DIRECTIONS: Repeat the data below exactly. Include each line.

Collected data

=== Begin Enclosure ===

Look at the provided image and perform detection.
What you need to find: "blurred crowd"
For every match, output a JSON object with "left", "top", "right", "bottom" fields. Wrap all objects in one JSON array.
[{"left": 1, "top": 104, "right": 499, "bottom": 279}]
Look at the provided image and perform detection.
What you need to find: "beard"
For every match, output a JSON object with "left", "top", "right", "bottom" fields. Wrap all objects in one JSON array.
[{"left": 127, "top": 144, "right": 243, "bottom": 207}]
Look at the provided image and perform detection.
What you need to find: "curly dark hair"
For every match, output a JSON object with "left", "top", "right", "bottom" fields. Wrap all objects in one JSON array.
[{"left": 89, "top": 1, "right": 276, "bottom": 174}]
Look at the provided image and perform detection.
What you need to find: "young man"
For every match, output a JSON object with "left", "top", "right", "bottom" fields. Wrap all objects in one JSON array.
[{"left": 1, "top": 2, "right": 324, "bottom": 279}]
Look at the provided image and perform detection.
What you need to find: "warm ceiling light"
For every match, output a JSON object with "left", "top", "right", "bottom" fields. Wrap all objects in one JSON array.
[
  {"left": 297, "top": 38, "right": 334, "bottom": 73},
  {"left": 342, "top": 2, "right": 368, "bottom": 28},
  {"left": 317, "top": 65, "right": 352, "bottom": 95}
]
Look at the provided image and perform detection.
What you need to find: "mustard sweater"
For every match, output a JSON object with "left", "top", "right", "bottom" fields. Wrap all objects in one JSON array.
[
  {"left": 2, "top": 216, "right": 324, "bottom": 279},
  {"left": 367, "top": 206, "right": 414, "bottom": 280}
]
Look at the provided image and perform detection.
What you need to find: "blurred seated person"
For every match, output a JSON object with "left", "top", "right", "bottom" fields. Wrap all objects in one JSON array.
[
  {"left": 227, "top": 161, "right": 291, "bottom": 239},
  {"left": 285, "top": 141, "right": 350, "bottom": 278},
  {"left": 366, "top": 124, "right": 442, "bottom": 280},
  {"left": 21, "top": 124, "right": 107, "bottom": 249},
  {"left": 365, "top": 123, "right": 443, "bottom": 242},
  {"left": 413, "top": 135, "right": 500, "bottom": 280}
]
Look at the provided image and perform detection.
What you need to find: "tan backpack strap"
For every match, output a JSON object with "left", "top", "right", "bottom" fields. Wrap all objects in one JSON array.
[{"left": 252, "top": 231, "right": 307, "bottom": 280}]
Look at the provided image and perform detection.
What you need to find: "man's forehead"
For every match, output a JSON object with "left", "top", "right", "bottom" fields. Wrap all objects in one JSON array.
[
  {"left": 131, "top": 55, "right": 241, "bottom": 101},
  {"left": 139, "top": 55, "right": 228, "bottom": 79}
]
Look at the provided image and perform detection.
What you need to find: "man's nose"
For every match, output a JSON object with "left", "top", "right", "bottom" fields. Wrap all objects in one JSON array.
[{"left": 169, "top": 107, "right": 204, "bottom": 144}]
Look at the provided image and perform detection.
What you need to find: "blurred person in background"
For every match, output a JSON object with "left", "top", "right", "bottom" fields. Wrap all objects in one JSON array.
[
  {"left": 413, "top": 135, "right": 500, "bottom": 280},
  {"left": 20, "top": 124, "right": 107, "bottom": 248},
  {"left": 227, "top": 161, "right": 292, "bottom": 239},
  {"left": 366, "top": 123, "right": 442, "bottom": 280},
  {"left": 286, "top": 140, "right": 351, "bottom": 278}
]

=== End Enclosure ===

SOLUTION TO THE EXERCISE:
Look at the provided image and perform detection.
What you need to find: "blurred crowd"
For every match, output a JSON object with "left", "top", "right", "bottom" fields. Wrap all objects in one JSON array.
[{"left": 1, "top": 104, "right": 499, "bottom": 279}]
Look at the provided image and perform detection.
What you need to find: "beard"
For every match, output a JSON object with "left", "top", "right", "bottom" fields. Wrap all objects in one JSON array.
[{"left": 127, "top": 144, "right": 243, "bottom": 207}]
Look at the provided image and perform detection.
What you need to find: "curly dark hair"
For every match, output a JSON object with "left", "top", "right", "bottom" fields. Wrap all objects in one JSON array.
[{"left": 89, "top": 1, "right": 276, "bottom": 174}]
Look at the provided image and perform detection.
What you need to find: "young man"
For every match, output a JSON object with "left", "top", "right", "bottom" fields. Wrap all objects in one JSON array.
[{"left": 1, "top": 2, "right": 324, "bottom": 279}]
Look at the provided image and perform detection.
What you need to find: "warm ceiling light"
For every match, output a JSON object with "left", "top", "right", "bottom" fields. Wrap all objects in one JSON array.
[
  {"left": 297, "top": 38, "right": 334, "bottom": 73},
  {"left": 342, "top": 2, "right": 368, "bottom": 28},
  {"left": 317, "top": 65, "right": 352, "bottom": 95}
]
Look at the provided image and perform detection.
What you need to find: "mustard sweater"
For every match, output a JSON object with "left", "top", "right", "bottom" fields. Wrap all objects in one JSON array.
[
  {"left": 2, "top": 216, "right": 324, "bottom": 279},
  {"left": 367, "top": 206, "right": 414, "bottom": 280}
]
Look at the provided image and perform detection.
What you need to find: "blurred seated person"
For every match, output a JSON object with "left", "top", "right", "bottom" fields. Wrap all objects in one JSON array.
[
  {"left": 227, "top": 161, "right": 291, "bottom": 239},
  {"left": 285, "top": 141, "right": 350, "bottom": 278},
  {"left": 366, "top": 124, "right": 442, "bottom": 280},
  {"left": 21, "top": 124, "right": 107, "bottom": 249},
  {"left": 365, "top": 123, "right": 443, "bottom": 242},
  {"left": 413, "top": 135, "right": 500, "bottom": 280}
]
Look at the provided image and perform detection.
What you need to find: "tan backpack strap"
For every match, output a JSON object with "left", "top", "right", "bottom" fields. Wrap all objects in one JSON array.
[{"left": 252, "top": 231, "right": 307, "bottom": 280}]
Look at the provided image and perform detection.
What you need to find: "man's forehead"
For every match, output a JSON object with "left", "top", "right", "bottom" fields. Wrap all objects in one JSON array.
[
  {"left": 131, "top": 55, "right": 241, "bottom": 101},
  {"left": 139, "top": 55, "right": 228, "bottom": 79}
]
Look at the provided image and perform detection.
What you need to find: "man's nose"
For every match, output a JSON object with "left", "top", "right", "bottom" fields. Wrap all objects in one JSON array.
[{"left": 169, "top": 107, "right": 204, "bottom": 144}]
Look at the provided image and perform detection.
What you need to find: "blurred person in background"
For every match, output a JSON object with "left", "top", "right", "bottom" fields. Wrap all objects in one JSON array.
[
  {"left": 413, "top": 135, "right": 500, "bottom": 280},
  {"left": 20, "top": 124, "right": 107, "bottom": 248},
  {"left": 227, "top": 161, "right": 292, "bottom": 239},
  {"left": 366, "top": 123, "right": 442, "bottom": 280},
  {"left": 286, "top": 140, "right": 351, "bottom": 278}
]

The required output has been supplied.